## To do
Every line of the data below needs to be reproduced exactly.

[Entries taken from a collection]
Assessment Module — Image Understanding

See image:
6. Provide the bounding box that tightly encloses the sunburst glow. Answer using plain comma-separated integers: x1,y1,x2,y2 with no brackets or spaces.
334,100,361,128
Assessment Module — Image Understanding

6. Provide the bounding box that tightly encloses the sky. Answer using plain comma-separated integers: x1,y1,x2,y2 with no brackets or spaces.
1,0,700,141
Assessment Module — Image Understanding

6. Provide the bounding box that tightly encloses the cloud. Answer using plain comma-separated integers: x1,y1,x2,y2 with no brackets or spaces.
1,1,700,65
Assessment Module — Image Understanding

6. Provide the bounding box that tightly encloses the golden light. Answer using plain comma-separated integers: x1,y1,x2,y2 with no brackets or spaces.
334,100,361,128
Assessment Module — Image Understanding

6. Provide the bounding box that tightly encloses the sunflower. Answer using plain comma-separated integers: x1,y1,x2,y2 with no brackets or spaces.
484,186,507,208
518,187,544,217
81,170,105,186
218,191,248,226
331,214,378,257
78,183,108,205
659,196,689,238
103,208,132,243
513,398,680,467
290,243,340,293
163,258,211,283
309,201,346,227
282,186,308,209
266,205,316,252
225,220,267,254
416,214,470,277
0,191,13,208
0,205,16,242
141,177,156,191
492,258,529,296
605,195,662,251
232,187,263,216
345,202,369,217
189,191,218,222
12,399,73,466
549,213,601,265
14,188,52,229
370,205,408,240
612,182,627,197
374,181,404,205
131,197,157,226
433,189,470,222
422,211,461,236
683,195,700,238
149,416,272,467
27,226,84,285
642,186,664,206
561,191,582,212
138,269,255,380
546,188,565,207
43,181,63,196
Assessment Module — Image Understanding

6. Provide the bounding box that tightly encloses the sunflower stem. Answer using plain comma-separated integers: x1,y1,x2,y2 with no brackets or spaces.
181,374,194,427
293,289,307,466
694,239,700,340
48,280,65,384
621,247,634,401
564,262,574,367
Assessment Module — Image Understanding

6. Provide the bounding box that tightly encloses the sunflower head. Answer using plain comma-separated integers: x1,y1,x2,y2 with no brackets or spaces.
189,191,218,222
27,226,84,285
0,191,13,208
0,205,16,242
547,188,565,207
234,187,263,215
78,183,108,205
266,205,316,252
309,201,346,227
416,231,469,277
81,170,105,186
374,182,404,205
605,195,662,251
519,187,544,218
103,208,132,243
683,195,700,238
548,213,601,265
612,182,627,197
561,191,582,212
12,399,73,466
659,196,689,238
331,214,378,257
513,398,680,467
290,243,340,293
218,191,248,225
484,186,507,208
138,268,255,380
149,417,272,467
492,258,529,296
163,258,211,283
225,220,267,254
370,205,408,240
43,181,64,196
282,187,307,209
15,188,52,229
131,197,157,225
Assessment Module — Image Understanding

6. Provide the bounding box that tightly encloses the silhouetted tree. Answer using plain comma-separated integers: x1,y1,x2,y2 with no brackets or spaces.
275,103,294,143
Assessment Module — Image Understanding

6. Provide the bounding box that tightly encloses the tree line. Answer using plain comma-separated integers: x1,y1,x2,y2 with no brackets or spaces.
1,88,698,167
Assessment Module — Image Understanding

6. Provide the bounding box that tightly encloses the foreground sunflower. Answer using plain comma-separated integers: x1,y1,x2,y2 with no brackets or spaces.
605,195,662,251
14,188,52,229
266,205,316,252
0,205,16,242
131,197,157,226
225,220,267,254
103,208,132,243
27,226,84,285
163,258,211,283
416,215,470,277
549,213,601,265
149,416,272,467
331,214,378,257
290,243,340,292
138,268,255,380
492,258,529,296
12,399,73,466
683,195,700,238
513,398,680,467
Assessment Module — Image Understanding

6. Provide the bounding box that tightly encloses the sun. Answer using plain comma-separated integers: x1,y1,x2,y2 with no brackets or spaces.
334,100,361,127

## Reply to the exercise
Assessment Module — Image Understanding

See image:
6. Provide the bounding box that tightly encloses the sunburst glow. Answer using plain comma-separated integers: x1,y1,x2,y2 with no brackets or spaces.
334,100,361,128
Assessment Module — Image Understanding

6. Provide the bounding box that tightly encloses the sky. Answer using plain comma-separated integers: x1,y1,x2,y2 with no brackets or spaces.
1,0,700,141
Assessment Module — Image Understanding

6. Provide the bounding box that tightly encloses the cloud. Answer using plain comma-separated integers: x1,y1,x2,y2 with no brackets or spaces.
1,1,700,65
Assessment Module — Image Understanding

6. Provide the bounding box that tightly encloses the golden light. Answer using plain comma-separated integers: x1,y1,x2,y2 with no brackets or spaces.
334,100,361,128
Assessment Module — Image Understanding

6. Provide the bounding box that tightly encloses the sunflower. Answer using plain comma-separated integers: x1,y1,x2,y2 with no brackets or spaces.
484,186,507,208
518,187,544,217
81,170,105,186
218,191,248,226
331,214,378,257
78,183,108,205
659,196,689,238
103,208,132,243
513,398,680,467
290,243,340,293
163,258,211,283
309,201,346,227
282,186,308,209
266,205,316,252
225,220,267,254
416,214,470,277
0,191,13,208
0,205,16,242
141,177,156,191
492,258,529,296
605,195,662,251
232,187,263,216
345,202,369,217
189,191,218,222
12,399,73,466
549,213,601,265
14,188,52,229
370,205,408,240
612,182,627,197
374,181,404,205
131,197,157,226
433,189,470,222
422,211,461,236
683,195,700,238
149,416,272,467
27,226,84,285
642,186,664,206
561,191,582,212
138,269,255,380
546,188,565,207
43,181,63,196
Assessment Module — Image Understanding

6. Provide the bounding box that tightly encloses the sunflower stem. Answer using plain comma-separated integers: x1,y1,x2,y2 with no brackets or spaces.
181,374,194,427
293,289,307,466
694,239,700,340
48,280,65,384
621,247,634,401
564,262,574,367
Assessment Module — Image Understanding

6. Provide the bounding box that tightly encloses the sunflower head. Answer using plain comma-separated integers: x1,y1,x2,y2 with no brackets or spaces.
189,191,218,222
27,226,84,285
0,191,13,208
0,205,16,242
547,188,565,207
234,187,263,215
78,183,108,205
266,205,316,252
309,201,346,227
416,231,469,277
81,170,105,186
374,182,404,205
605,195,662,251
519,187,544,218
103,208,132,243
683,195,700,238
548,213,601,265
612,182,627,197
561,191,582,212
12,399,73,466
659,196,689,238
331,214,378,257
513,398,680,467
290,243,340,293
218,191,248,225
484,186,507,208
138,268,255,380
149,417,272,467
492,258,529,296
163,258,211,283
225,220,267,254
370,205,408,240
43,181,64,196
282,187,307,209
15,188,52,229
131,197,157,225
Assessment Module — Image Understanding

6. Provide the bounding box that tightly encloses the silhouetted tree. Answer using plain comma-separated integers: x1,y1,x2,y2 with no brackets or spaces.
275,103,294,143
Assessment Module — Image Understanding

6. Provide the bounding box that tightly encloses the tree line. Answer using plain comma-separated integers: x1,y1,x2,y2 with no brackets or spaces.
1,88,698,167
Assessment Module — Image Understanding

6. Provide the bounding box that tightly encloses the foreground sunflower. Answer using plain comma-separated integers: x1,y1,x2,y2 with no brackets or spaces.
605,195,662,251
14,188,52,229
266,205,316,252
0,205,16,242
131,197,157,226
225,220,267,254
103,208,132,243
27,226,84,285
163,258,211,283
416,215,470,277
549,213,601,265
149,416,272,467
331,214,378,257
290,243,340,292
138,268,255,380
492,258,529,296
12,399,73,466
683,195,700,238
513,398,680,467
Assessment Module — Image Understanding

6. Provide the bounding box that tightly encloses the sun. Answer using plain comma-separated integers: x1,y1,x2,y2 with no brackets or spaces.
334,100,361,127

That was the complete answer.